Reproduce all of the data exactly.

━━━━━━━━━━

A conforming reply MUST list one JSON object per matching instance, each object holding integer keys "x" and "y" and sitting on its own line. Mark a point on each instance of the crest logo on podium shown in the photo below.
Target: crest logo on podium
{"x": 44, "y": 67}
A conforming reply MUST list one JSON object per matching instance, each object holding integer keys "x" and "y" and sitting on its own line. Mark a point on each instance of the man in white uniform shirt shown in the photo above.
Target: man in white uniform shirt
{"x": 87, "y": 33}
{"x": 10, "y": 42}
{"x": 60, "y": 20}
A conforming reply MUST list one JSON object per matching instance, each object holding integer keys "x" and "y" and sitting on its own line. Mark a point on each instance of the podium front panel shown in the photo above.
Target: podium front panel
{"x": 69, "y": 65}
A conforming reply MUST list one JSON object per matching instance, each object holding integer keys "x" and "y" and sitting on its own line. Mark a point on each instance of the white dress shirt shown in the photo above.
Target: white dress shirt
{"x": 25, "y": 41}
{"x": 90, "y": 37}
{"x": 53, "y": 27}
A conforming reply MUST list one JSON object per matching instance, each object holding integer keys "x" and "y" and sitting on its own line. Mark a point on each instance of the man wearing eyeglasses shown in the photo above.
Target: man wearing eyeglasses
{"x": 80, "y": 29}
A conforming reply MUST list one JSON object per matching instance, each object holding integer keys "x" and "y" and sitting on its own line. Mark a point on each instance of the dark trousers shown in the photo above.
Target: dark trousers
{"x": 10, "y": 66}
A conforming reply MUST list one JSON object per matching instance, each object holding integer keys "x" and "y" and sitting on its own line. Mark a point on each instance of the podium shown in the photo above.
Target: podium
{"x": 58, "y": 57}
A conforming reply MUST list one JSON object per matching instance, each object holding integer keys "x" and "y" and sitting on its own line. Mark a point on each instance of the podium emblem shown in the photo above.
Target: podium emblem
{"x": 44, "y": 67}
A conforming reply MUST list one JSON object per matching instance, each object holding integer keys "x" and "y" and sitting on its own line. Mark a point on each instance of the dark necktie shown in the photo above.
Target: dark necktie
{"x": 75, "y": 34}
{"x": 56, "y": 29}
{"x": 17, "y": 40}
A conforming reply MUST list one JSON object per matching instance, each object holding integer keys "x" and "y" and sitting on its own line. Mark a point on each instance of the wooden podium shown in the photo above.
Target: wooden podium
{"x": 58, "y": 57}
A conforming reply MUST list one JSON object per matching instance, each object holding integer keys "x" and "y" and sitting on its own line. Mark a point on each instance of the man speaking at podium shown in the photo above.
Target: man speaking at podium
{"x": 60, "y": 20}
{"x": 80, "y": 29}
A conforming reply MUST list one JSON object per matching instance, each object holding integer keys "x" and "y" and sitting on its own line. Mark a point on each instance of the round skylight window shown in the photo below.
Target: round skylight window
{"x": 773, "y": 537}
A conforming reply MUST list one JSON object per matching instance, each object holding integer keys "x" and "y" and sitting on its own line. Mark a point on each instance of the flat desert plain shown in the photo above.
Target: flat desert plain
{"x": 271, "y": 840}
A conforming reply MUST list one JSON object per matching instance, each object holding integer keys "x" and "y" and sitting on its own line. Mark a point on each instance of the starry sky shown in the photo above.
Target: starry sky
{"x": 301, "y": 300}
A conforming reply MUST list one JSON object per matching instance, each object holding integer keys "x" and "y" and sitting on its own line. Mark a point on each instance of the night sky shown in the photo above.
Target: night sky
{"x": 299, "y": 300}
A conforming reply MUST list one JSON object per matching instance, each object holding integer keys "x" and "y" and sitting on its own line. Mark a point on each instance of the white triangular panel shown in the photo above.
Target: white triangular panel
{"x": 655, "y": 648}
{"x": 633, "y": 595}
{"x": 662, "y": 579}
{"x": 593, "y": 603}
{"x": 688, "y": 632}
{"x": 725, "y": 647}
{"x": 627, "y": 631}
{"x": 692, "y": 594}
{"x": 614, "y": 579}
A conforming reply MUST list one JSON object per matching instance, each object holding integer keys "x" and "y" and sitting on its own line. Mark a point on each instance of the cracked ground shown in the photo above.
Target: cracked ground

━━━━━━━━━━

**RESULT OF THIS TASK**
A conforming reply MUST list one JSON object per matching instance, each object holding integer keys "x" and "y" and sitting on its own line. Mark a point on each instance of the crest logo on podium shown in the photo below.
Target: crest logo on podium
{"x": 44, "y": 67}
A conforming reply MUST list one JSON object per matching instance, each object holding integer keys "x" and "y" and sitting on its own line. Mark a point on each instance of the man in white uniform shirt shown in the photo above.
Target: man in white uniform shirt
{"x": 87, "y": 33}
{"x": 10, "y": 42}
{"x": 60, "y": 20}
A conforming reply MUST list one JSON object per matching instance, each object holding integer keys "x" and "y" and sitting on its own line. Mark a point on each instance of the podium front panel shown in the photo above.
Target: podium front panel
{"x": 69, "y": 65}
A conforming reply MUST list one JSON object per matching instance, each object holding integer keys "x" and "y" and sitting on its own line. Mark a point on each instance of the white dress shirt shown in the photo above.
Target: white dress shirt
{"x": 25, "y": 41}
{"x": 90, "y": 37}
{"x": 53, "y": 27}
A conforming reply MUST list one JSON object per matching instance, each object holding integer keys "x" and "y" and sitting on its own line. Mark a point on each instance of the man wearing eyeglasses shown in the photo above.
Target: man wearing eyeglasses
{"x": 80, "y": 29}
A conforming reply MUST list one JSON object per matching instance, each object holding integer keys "x" and "y" and sitting on its own line. Mark a point on each instance of the dark trousers shown in the photo above.
Target: dark trousers
{"x": 10, "y": 66}
A conforming reply MUST list one JSON object per matching instance, each object holding integer keys "x" and "y" and sitting on its own line. Mark a point on each instance of the podium shown in the photo above.
Target: podium
{"x": 58, "y": 57}
A conforming reply MUST list one JSON object per matching instance, each object holding integer keys "x" and "y" and sitting on its own line. Mark a point on each instance of the podium emblem shown in the photo above.
Target: podium emblem
{"x": 44, "y": 67}
A conforming reply MUST list one JSON object per matching instance, each object holding integer keys "x" and "y" and sitting on its own line. Mark a point on each instance of the dark necktie shown in the photo above.
Target: dark necktie
{"x": 75, "y": 34}
{"x": 56, "y": 29}
{"x": 17, "y": 40}
A conforming reply MUST list one JSON object per matching instance, each object holding integer keys "x" and "y" and sitting on its own line. Mark a point on each instance of the wooden podium shown in the photo above.
Target: wooden podium
{"x": 58, "y": 57}
A conforming reply MUST list one JSON object per matching instance, each object holding integer keys "x" and "y" and sitting on its own line. Mark a point on each instance of the man speaking at podium shown in the photo above.
Target: man speaking at podium
{"x": 60, "y": 20}
{"x": 80, "y": 29}
A conforming reply MUST list one JSON object per matching instance, each object holding integer keys "x" and "y" and sitting on its own line. Mark a point on each instance of the round skylight window shown in the photo below.
Target: round skylight window
{"x": 773, "y": 537}
A conforming reply MUST list one JSON object per matching instance, each object holding integer keys "x" and "y" and sitting on its own line. Mark a point on each instance of the flat desert plain shown in the photo above.
Target: flat desert plain
{"x": 271, "y": 840}
A conforming reply MUST list one JSON object per matching instance, each object holding integer keys "x" and "y" and sitting on its own line. Mark a point on each instance of the starry sky shown in the photo above.
Target: starry sky
{"x": 301, "y": 300}
A conforming reply MUST list one JSON object per matching instance, each object holding integer keys "x" and "y" and sitting on its own line. Mark a point on each instance of the night sky shown in the photo above.
Target: night sky
{"x": 299, "y": 300}
A conforming reply MUST list one JSON object per matching instance, each object holding integer keys "x" and "y" and sitting on its own line. Mark a point on each instance of the white triangular panel shown in the photo above.
Target: white triangular panel
{"x": 655, "y": 648}
{"x": 633, "y": 595}
{"x": 662, "y": 579}
{"x": 593, "y": 603}
{"x": 688, "y": 632}
{"x": 725, "y": 647}
{"x": 627, "y": 631}
{"x": 692, "y": 594}
{"x": 614, "y": 579}
A conforming reply MUST list one JSON object per matching instance, each object holding integer keys "x" and "y" and sitting on its own line. Mark a point on each instance of the cracked ground shown in the photo above.
Target: cracked ground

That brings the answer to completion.